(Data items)
···

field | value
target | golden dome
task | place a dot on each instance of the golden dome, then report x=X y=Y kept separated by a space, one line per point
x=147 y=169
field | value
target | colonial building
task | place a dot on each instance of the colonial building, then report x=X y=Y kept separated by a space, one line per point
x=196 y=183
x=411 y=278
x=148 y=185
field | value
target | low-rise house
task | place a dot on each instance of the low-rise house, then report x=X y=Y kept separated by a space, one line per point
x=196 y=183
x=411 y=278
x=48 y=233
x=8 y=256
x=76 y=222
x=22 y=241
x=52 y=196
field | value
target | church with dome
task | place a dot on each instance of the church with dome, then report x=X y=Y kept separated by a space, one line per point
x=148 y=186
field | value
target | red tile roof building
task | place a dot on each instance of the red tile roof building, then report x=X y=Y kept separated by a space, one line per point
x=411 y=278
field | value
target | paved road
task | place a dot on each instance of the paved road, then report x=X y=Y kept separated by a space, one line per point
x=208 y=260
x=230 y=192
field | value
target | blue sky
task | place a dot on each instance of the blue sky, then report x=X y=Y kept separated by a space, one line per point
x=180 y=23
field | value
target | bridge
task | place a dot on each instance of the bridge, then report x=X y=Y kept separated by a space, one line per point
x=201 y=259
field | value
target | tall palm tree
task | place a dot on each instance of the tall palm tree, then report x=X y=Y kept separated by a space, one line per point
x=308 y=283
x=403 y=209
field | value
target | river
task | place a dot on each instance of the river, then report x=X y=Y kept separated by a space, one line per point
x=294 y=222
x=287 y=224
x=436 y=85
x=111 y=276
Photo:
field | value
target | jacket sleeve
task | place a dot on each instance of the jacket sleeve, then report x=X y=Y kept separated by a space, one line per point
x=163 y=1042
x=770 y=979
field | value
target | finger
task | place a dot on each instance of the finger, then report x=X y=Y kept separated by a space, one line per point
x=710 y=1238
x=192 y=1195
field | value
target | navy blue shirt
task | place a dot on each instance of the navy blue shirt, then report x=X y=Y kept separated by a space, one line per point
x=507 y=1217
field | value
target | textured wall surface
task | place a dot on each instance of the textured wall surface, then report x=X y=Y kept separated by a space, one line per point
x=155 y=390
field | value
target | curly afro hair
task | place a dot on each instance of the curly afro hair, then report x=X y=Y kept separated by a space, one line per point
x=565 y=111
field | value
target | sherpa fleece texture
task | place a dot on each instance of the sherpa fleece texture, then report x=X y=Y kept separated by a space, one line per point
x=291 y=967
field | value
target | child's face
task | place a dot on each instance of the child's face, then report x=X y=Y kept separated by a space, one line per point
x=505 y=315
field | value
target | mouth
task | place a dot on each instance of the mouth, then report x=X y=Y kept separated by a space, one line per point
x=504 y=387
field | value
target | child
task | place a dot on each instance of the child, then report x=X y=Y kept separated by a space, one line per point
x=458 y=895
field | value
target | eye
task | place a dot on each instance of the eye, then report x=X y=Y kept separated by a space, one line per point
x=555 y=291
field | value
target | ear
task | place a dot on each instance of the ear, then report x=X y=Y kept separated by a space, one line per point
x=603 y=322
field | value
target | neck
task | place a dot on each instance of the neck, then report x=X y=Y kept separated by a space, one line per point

···

[What this task involves]: Take from the entries every line that has the string "neck".

[Written solution]:
target | neck
task | place a dot on each instance of the neck, then report x=X y=Y kept separated by a space, one line per point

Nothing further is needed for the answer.